Key Challenge: Clients cannot share raw data (privacy constraints), there is no unified label standard (heterogeneous labels), and the global number of clusters is unknown. Neither conventional centralized training nor existing federated methods can simultaneously satisfy all these constraints.

Goal: Design a privacy-preserving federated clustering algorithm capable of inferring \(K\) and training mixture models without prior knowledge of the global cluster count.

Key Insight: Combine EM with uncertainty sets—after the M-step, each client computes an uncertainty radius defined as the maximum perturbation range that does not cause a decrease in likelihood; the server then uses the intersection of uncertainty sets to detect cluster overlap.

Core Idea: Use the intersection of likelihood-nondecreasing uncertainty sets around EM maximizers to identify cross-client cluster overlap, thereby enabling federated clustering without prior knowledge of the global \(K\).

Method¶

Overall Architecture¶

FedGEM consists of two phases: (1) an iterative collaborative training phase—clients perform local EM and compute uncertainty sets, while the server aggregates parameters using set intersections; (2) a final aggregation phase—the server merges converged cluster estimates and infers the global \(K\).

_DIRECTIVE A_
Return each line of the records below that contains the string "grassy". Case must match.

_INPUT MATERIAL_
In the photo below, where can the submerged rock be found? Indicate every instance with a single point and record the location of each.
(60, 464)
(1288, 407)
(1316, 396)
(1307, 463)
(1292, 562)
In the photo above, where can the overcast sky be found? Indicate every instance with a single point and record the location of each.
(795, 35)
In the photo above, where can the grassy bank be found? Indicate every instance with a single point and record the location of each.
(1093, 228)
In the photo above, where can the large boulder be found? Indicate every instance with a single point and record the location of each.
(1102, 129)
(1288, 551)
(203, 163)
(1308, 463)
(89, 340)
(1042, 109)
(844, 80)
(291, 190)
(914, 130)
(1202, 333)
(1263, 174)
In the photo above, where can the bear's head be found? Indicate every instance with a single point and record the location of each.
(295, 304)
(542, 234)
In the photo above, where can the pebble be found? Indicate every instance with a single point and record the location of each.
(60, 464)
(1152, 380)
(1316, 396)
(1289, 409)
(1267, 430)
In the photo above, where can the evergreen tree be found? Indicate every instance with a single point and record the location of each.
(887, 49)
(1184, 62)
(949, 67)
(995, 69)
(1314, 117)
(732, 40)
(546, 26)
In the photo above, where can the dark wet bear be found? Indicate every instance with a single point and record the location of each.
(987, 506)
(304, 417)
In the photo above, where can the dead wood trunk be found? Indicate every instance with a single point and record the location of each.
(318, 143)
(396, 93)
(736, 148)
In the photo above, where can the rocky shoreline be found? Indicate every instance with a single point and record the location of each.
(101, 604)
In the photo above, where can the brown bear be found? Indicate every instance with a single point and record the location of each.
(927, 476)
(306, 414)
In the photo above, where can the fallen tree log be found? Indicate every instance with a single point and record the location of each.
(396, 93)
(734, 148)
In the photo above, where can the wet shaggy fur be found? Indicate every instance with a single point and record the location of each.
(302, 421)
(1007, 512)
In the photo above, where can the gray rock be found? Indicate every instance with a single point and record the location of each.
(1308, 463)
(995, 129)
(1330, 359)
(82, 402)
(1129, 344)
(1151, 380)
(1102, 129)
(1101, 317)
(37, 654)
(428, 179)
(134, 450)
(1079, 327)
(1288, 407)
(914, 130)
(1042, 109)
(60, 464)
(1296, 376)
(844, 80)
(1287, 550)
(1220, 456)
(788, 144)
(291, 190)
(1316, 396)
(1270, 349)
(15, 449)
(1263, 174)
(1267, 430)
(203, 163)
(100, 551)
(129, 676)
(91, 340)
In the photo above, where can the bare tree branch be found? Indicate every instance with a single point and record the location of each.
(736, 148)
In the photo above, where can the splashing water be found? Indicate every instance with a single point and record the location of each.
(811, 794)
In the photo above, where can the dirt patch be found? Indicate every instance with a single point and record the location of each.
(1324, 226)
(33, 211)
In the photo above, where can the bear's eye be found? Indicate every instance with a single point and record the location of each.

_DIRECTIVE B_
Copy the federated clustering passage above from "FedGEM consists of" up to and including "infers the global \(K\).".

_EXERCISE RESPONSE A_
In the photo above, where can the grassy bank be found? Indicate every instance with a single point and record the location of each.

_EXERCISE RESPONSE B_
FedGEM consists of two phases: (1) an iterative collaborative training phase—clients perform local EM and compute uncertainty sets, while the server aggregates parameters using set intersections; (2) a final aggregation phase—the server merges converged cluster estimates and infers the global \(K\).